**SELECTED EXTRACT**

Now, during the holidays, she is probably gaining more fans, people who are not usually at home during the day.
“Ellen is literally a comic genius,” said Jim Paratore, president of Telepictures Productions and executive vice president of Warner Brothers Domestic Television Distribution, producers of the show. He first thought of doing “The Ellen DeGeneres Show,” he said, when he saw DeGeneres as a guest on O’Donnell’s show.
“She had the skills to do this kind of show,” Paratore said, naming intelligence and the ability to relate to people as the most important requirements. And just by the way, he reported, “she’s as happy as she’s ever been.”
DeGeneres confirmed that in a telephone interview from her office at the NBC studios in Burbank, Calif.
“I’ve come from a place where there was so much criticism, so much negative stuff,” she said, adding that she really had thought her career might be over. “Now it seems like everything is so flattering and positive. I’m savoring this.”
DeGeneres’ life and career had looked like a train wreck for the last five or six years. After the most highly publicized coming out in modern history (the cover of Time, no less) in 1997, DeGeneres became a hero to gay men and lesbians, but soon lost her NBC sitcom “Ellen” and then her lover, the actress Anne Heche. A second sitcom, “The Ellen Show” on CBS, came and went with a blink of an eye in 2001.
Career strategy
So it is unlikely that DeGeneres’ current success is the culmination of some carefully planned career strategy.

(Stored data entries)
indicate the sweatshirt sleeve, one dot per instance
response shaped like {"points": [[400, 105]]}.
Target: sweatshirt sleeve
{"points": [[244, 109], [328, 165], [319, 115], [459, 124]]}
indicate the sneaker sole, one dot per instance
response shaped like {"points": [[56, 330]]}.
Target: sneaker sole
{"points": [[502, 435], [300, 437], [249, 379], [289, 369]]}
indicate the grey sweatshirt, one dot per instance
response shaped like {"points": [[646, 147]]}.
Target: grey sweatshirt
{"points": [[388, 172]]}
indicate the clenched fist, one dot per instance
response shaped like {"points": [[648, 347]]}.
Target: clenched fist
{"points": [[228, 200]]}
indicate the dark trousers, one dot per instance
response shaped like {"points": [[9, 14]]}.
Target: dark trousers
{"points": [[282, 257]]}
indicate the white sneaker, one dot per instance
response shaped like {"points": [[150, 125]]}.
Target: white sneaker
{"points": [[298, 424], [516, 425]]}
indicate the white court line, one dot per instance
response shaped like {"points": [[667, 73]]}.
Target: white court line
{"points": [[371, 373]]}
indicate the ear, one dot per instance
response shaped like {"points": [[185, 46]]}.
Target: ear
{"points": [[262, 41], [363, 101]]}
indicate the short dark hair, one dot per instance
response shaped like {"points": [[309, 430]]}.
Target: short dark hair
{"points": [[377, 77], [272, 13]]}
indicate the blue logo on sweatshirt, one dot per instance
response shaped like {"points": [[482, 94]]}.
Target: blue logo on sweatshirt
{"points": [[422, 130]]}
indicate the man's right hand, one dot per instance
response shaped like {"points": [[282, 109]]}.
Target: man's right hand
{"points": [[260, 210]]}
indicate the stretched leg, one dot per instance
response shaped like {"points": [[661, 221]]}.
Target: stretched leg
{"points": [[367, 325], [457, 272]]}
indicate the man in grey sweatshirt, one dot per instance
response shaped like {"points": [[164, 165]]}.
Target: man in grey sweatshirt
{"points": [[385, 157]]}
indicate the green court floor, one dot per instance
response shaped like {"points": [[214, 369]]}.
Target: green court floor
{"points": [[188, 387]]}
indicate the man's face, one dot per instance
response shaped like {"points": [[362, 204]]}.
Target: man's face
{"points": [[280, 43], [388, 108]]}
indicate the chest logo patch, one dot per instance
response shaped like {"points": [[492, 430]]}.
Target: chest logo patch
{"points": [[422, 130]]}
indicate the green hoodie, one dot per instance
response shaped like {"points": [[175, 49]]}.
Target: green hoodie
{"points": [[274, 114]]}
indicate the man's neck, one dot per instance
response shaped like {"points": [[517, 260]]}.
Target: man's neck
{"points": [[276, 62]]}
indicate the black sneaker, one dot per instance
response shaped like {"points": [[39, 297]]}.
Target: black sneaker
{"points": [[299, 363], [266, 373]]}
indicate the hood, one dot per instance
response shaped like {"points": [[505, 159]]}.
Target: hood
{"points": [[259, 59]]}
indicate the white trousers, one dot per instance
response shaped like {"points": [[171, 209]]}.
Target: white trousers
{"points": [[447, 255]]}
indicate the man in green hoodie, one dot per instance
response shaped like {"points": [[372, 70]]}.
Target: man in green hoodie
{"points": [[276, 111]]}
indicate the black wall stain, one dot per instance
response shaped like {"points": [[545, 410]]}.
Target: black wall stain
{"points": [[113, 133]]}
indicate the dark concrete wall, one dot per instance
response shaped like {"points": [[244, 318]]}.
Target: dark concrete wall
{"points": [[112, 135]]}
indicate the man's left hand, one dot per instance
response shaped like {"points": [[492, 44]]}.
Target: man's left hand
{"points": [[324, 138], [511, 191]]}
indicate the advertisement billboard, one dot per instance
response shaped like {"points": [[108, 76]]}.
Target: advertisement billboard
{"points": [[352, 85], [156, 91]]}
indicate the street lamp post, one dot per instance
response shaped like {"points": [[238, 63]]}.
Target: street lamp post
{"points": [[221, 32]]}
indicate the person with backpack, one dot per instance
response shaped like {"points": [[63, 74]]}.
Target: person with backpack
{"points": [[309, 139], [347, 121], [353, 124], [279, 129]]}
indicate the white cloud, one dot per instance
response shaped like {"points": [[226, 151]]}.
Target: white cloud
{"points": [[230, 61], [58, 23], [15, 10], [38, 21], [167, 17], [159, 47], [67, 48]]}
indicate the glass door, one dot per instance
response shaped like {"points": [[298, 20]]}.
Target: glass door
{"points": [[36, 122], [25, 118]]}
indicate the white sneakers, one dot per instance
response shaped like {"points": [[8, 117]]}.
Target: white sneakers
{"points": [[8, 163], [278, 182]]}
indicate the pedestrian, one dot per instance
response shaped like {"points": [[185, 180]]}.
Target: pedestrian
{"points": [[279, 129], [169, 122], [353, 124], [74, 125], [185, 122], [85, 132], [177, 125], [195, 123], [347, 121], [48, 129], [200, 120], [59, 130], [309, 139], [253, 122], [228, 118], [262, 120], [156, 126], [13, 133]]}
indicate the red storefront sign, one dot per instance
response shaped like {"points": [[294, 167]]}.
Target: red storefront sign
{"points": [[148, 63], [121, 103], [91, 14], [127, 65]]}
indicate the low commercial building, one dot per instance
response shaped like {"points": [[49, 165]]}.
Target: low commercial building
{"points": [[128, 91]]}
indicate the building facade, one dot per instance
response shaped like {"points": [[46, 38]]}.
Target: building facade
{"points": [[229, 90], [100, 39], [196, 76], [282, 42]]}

**YOUR GOAL**
Continue the article about Ellen DeGeneres and her talk show, starting after its final sentence.

**WRITTEN RESPONSE**
“It’s interesting, you try to plan every step when you have a career,” she said. “There is no controlling it. To think that we’re ever controlling anything is just ridiculous.”
Well, maybe just the opening monologues.
“I only watch MTV when I work out,” DeGeneres tells the audience. “And I haven’t worked out since — well, Olivia Newton-John was on.”
In a softer moment, she says, “Isn’t that what life is? It’s memories.” Then, as sentimental applause begins, “Because without memories, how can your therapist help you?”
She doesn’t understand why anyone would bother making the bed, since you’re just going to get right back in it. But, she concedes, “if you’re gonna wash the sheets, you should take them off the bed.” Then she adds, “I learned that the hard way.”
She continues to discuss the urgent issues of the day: why 8- to 12-cup coffee makers yield only two cups; why pears are sold in fishnet (maybe to make them sexy, even “if you’re not normally attracted to fruit”); how to communicate with a man in a reindeer suit; the prevalence of explicit sex in movies (she assures viewers that in “Finding Nemo” there are “no spawning scenes”); wearing denim with denim; the unexplained unpopularity of paprika as a holiday gift; and appropriate occasions for wearing a tiara.
“The Ellen DeGeneres Show” is not a brave reinvention of the daytime talk-show form. It presents the usual product plugs, product giveaways, audience games, musical segments, hip but cheerful musical sidekick (Tony Okungbowa, a British disc jockey), on-camera bits for personable young staff employees and the occasional exercise or cooking segment. Not to mention that audience members do seem to get inordinately excited when they learn that they are getting a free “Freaky Friday” DVD. But maybe the form doesn’t need reinventing.
DeGeneres prefers not to analyze the show’s success. “I don’t want to dissect it,” she said. In the age of TiVo, VCRs and DVDs, she believes, if there is a good show on the air, people will find it. “And there’s a large group of thinking people out there who want to be challenged.”